═══ Data in this exercise ═══
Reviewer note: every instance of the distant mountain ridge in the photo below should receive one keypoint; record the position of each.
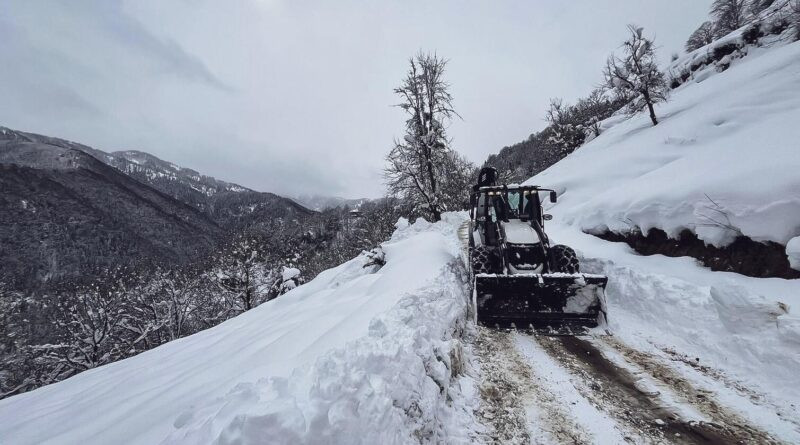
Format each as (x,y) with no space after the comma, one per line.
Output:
(67,208)
(319,202)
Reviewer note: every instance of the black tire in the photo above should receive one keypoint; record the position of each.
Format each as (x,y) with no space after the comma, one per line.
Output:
(483,260)
(563,259)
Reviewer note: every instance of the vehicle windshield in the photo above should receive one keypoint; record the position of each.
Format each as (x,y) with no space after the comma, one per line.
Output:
(514,198)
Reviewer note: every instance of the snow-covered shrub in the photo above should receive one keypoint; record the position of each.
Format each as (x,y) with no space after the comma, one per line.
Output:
(729,15)
(636,74)
(702,36)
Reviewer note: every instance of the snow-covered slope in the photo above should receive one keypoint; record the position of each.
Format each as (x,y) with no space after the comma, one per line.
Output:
(357,355)
(730,136)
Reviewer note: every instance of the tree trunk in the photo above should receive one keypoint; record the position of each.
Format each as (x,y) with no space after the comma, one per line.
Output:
(650,107)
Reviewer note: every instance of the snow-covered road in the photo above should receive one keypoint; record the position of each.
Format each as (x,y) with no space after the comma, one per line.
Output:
(538,389)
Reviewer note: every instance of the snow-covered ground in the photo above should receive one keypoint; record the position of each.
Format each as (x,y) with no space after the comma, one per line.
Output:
(357,355)
(725,150)
(730,137)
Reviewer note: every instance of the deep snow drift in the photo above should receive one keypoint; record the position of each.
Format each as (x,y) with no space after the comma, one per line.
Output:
(357,355)
(729,136)
(725,150)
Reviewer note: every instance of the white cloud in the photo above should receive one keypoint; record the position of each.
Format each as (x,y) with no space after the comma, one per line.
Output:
(295,96)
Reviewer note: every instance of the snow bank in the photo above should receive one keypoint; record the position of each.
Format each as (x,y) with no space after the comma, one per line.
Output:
(745,327)
(722,161)
(357,355)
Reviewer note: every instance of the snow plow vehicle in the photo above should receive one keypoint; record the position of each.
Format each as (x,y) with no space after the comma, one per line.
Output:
(519,280)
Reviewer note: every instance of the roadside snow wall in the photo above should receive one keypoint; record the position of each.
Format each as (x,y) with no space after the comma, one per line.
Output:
(357,355)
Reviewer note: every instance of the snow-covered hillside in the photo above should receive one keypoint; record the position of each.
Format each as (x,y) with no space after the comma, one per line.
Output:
(358,355)
(731,137)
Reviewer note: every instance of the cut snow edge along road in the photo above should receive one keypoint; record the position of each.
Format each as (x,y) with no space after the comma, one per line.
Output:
(361,353)
(390,355)
(608,389)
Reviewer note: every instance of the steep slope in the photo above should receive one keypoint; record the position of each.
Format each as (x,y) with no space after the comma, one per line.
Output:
(319,202)
(722,163)
(358,355)
(64,213)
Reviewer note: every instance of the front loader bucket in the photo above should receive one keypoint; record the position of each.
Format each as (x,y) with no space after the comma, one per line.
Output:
(555,304)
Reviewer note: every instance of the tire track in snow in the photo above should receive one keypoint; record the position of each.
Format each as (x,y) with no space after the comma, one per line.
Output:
(723,420)
(629,398)
(708,376)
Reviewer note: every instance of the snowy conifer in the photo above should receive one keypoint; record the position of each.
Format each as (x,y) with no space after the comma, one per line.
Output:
(729,15)
(702,36)
(421,163)
(636,74)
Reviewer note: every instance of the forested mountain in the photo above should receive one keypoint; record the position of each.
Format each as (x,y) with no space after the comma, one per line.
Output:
(64,213)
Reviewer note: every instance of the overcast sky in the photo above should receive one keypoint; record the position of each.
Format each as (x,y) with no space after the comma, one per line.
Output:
(295,96)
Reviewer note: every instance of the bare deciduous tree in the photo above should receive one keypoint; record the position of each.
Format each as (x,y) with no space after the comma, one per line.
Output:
(417,165)
(702,36)
(729,15)
(636,74)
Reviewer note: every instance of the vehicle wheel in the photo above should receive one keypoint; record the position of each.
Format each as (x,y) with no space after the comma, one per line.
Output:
(483,260)
(563,259)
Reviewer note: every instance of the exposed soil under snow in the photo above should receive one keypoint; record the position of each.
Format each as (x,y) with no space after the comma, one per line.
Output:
(618,395)
(744,256)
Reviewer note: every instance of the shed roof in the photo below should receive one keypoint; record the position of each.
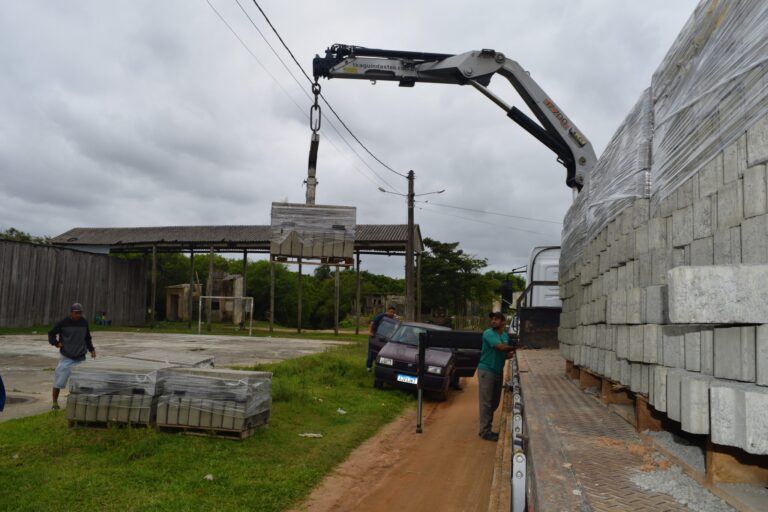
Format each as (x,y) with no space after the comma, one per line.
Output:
(369,238)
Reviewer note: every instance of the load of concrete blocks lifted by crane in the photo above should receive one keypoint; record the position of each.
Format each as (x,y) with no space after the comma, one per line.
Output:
(664,273)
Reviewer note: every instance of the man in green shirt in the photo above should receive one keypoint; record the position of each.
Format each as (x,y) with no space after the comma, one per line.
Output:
(490,372)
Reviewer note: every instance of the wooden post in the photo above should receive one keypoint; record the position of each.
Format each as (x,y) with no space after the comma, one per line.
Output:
(418,287)
(609,394)
(726,464)
(191,305)
(154,285)
(245,286)
(300,291)
(271,295)
(587,380)
(357,294)
(336,303)
(209,291)
(646,417)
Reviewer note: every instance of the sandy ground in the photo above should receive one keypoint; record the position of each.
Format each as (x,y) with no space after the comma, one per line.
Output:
(27,361)
(446,468)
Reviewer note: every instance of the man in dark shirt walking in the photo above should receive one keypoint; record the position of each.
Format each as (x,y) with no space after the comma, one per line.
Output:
(73,339)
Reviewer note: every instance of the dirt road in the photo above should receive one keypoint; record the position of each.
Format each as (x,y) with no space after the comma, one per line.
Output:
(447,468)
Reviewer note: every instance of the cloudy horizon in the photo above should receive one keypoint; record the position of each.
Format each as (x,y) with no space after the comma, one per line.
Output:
(146,113)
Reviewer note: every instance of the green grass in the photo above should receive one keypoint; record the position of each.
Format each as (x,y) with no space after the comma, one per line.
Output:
(44,465)
(260,329)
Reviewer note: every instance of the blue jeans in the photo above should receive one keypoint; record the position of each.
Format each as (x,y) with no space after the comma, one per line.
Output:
(62,371)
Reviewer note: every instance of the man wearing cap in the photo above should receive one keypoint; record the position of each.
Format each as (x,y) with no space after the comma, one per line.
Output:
(73,339)
(490,371)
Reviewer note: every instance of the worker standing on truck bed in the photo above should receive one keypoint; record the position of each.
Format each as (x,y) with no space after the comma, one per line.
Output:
(490,372)
(72,337)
═══
Please output all the lines above as a numbered list, skipping blank lines and leaving the pictures out.

> **Answer to this task**
1. Reviewer note: every instance of the distant mountain ridge in the photo below should receive one keypoint; record the position of each.
2. Format each as (x,y) with no space after the comma, one per line.
3. Output:
4. (67,208)
5. (319,202)
6. Reviewer note: every instance of the black tire in the photo above should receive one keypoint; record the position of each.
7. Format each as (x,y) with no space after the comma, one per line.
8. Output:
9. (483,260)
10. (563,259)
11. Reviewer note: every instance of the vehicle windshield in the photo above should receive one keypoint; record the position of each.
12. Format each as (x,y) with no space after the comma, one per line.
13. Output:
14. (514,198)
15. Reviewer note: every instance of the snow-covered shrub in the photo above should receive one keypoint; record the position of each.
16. Format each as (x,y) with no space after the comma, one per line.
17. Output:
18. (729,15)
19. (636,74)
20. (702,36)
21. Reviewer note: every instance of the snow-covered slope in the photo above should receive one keypoint; record the position of each.
22. Format each as (x,y) with no space after the comma, one per line.
23. Output:
24. (357,355)
25. (730,136)
26. Reviewer note: every instance of the tree trunk in the photo above should receive one keypoint; record the position of each.
27. Format each as (x,y) with no space after the comma, one per line.
28. Output:
29. (650,107)
30. Reviewer note: every instance of the snow-covered road in the photo above should receive one keypoint; record the position of each.
31. Format each as (x,y) with no space after the comma, one per line.
32. Output:
33. (538,389)
34. Reviewer note: every instance of the snow-covered ground in the photo above should receive one keypoint; record the position of each.
35. Format each as (x,y) with no space after the comma, one per line.
36. Output:
37. (357,355)
38. (725,150)
39. (730,137)
40. Reviewer note: every instance of the deep snow drift in the photo above should receive one keypoint; record the position of each.
41. Format each as (x,y) with no space after the comma, one per line.
42. Output:
43. (357,355)
44. (729,136)
45. (725,150)
46. Reviewer note: every instance of the white cloud in the photo above should receive one keypoint; record the position of each.
47. Format each as (x,y) with no space after the comma, one per line.
48. Output:
49. (295,96)
50. Reviewer note: every instance of the snow bank in the photo above should receive one keypoint; record the position of each.
51. Format each as (x,y) with no space after the comma, one per line.
52. Output:
53. (745,327)
54. (722,161)
55. (357,355)
56. Reviewer note: every instance of the snow plow vehicle in the photo above should receive one keypoint; record the position of each.
57. Format each as (x,y) with no space after the comma, one per line.
58. Output:
59. (519,280)
60. Reviewer note: every instance of the roadside snow wall in the photo above should receive one keypoint; record the position of each.
61. Format each as (x,y) with no space after the comma, one per line.
62. Output:
63. (357,355)
64. Reviewer note: every instance of the snow-covered hillside in the photo above should receive one keypoint; record the position of each.
65. Format each as (x,y) with no space after the comma, one per line.
66. Output:
67. (358,355)
68. (731,137)
69. Reviewer note: every instance of the cut snow edge along road in the photo above should receive one keypoint; record the position of each.
70. Format each as (x,y) with no space after the comma, one per line.
71. Output:
72. (361,353)
73. (390,355)
74. (608,389)
75. Reviewer note: every instance of the steep slope in the photo above should receive one keypoint; record the position of each.
76. Format each as (x,y) with no space after the comma, one per line.
77. Output:
78. (319,202)
79. (722,163)
80. (358,355)
81. (64,213)
82. Reviewer note: every instance of the front loader bucket in the photo above should receive one keypoint; record the position of each.
83. Format each as (x,y) with no space after the comma, one per line.
84. Output:
85. (555,304)
86. Reviewer note: every instance of the tire track in snow in the photo above should receive one keypoint; record the position of each.
87. Format each as (x,y) with no space after the comma, one per line.
88. Output:
89. (723,420)
90. (629,398)
91. (708,376)
92. Reviewer note: every instance of the snowy conifer in the photo above should receive one keypoint; record the position of each.
93. Format each as (x,y) with no space after the comma, one per line.
94. Output:
95. (729,15)
96. (702,36)
97. (421,163)
98. (636,74)
99. Reviewer note: every instance of the forested mountain in the photo above should receive one keypoint; record the position of each.
100. Format each as (x,y) with no space after the comma, one per line.
101. Output:
102. (64,213)
103. Reviewer note: every instance of the overcast sky in the photo above should receive one keypoint; record the position of each.
104. Format each as (x,y) with no space after the comma, one per line.
105. Output:
106. (295,96)
107. Reviewer note: every instance of the bare deciduous tree in the photo above should receive one keypoint; record the position of each.
108. Format each as (x,y) with no space after the comma, one per line.
109. Output:
110. (417,165)
111. (702,36)
112. (729,15)
113. (636,74)
114. Reviewer note: every instance of the vehicle wheel in the photo above should receive one keypoint; record the position of each.
115. Format each as (x,y) with no space after the comma, one per line.
116. Output:
117. (483,260)
118. (563,259)
119. Reviewer note: every instance of the exposed soil under snow in the photo above should receive one keypoint; record the position of each.
120. Format each as (x,y) with no space after the comma, one per line.
121. Output:
122. (618,395)
123. (744,256)
124. Reviewer note: every instance of the shed roof in the photo below should receive one keypoint; record the position of each.
125. Format each as (x,y) with no space after the comma, one per line.
126. Output:
127. (369,238)
128. Reviewer note: every instance of the load of concrete blocks lifted by crane in the photo above should receive one keypoint; record the position of each.
129. Format each as (x,y) with no space after the comma, one per line.
130. Output:
131. (664,273)
132. Reviewer note: every instance of the man in green shirt in the photo above should receive one keypoint; record the position of each.
133. Format each as (x,y) with no space after the comma, one per line.
134. Output:
135. (490,372)
136. Reviewer note: every instance of the wooden post in the photo above should receive one keypoint; record the position of each.
137. Format each as (x,y) with no space after the comma, one per line.
138. Output:
139. (418,287)
140. (609,394)
141. (726,464)
142. (191,305)
143. (154,285)
144. (245,286)
145. (300,291)
146. (271,295)
147. (587,380)
148. (357,294)
149. (336,303)
150. (209,291)
151. (646,417)
152. Reviewer note: every instance of the sandy ground in the photo above should receive one keypoint; record the position of each.
153. Format each as (x,y) with no space after the comma, one per line.
154. Output:
155. (27,361)
156. (446,468)
157. Reviewer note: every instance of the man in dark shirt walking in the photo above should receive one keypoint; record the position of each.
158. Format each as (x,y) with no space after the comma, one per line.
159. Output:
160. (73,339)
161. Reviewer note: every instance of the dirt road in the photo above should receive one keypoint; record the position of each.
162. Format each as (x,y) with no space after the comma, one per line.
163. Output:
164. (447,468)
165. Reviewer note: every instance of the cloudy horizon in the photo above should receive one keypoint; record the position of each.
166. Format each as (x,y) with no space after the comma, one per line.
167. Output:
168. (146,113)
169. Reviewer note: every instance of the green grass in the photo above should receive one keypoint; record the position of each.
170. Format each as (x,y) with no space after the comma, one per line.
171. Output:
172. (44,465)
173. (260,329)
174. Reviewer note: every instance of the blue jeans in the photo above should receive one keypoint; record the position of each.
175. Format each as (x,y) with no space after the comma, one per line.
176. Output:
177. (62,371)
178. Reviewer note: every instance of the man wearing cap in the photo above should receive one keypoint; record the position of each.
179. Format each as (x,y) with no space after the comma, one per line.
180. Output:
181. (73,339)
182. (490,371)
183. Reviewer note: every instance of the worker standing on truck bed in the photo above should receive one keypoint; record the position of each.
184. Format each as (x,y) with no space after the comma, one per line.
185. Output:
186. (490,372)
187. (72,337)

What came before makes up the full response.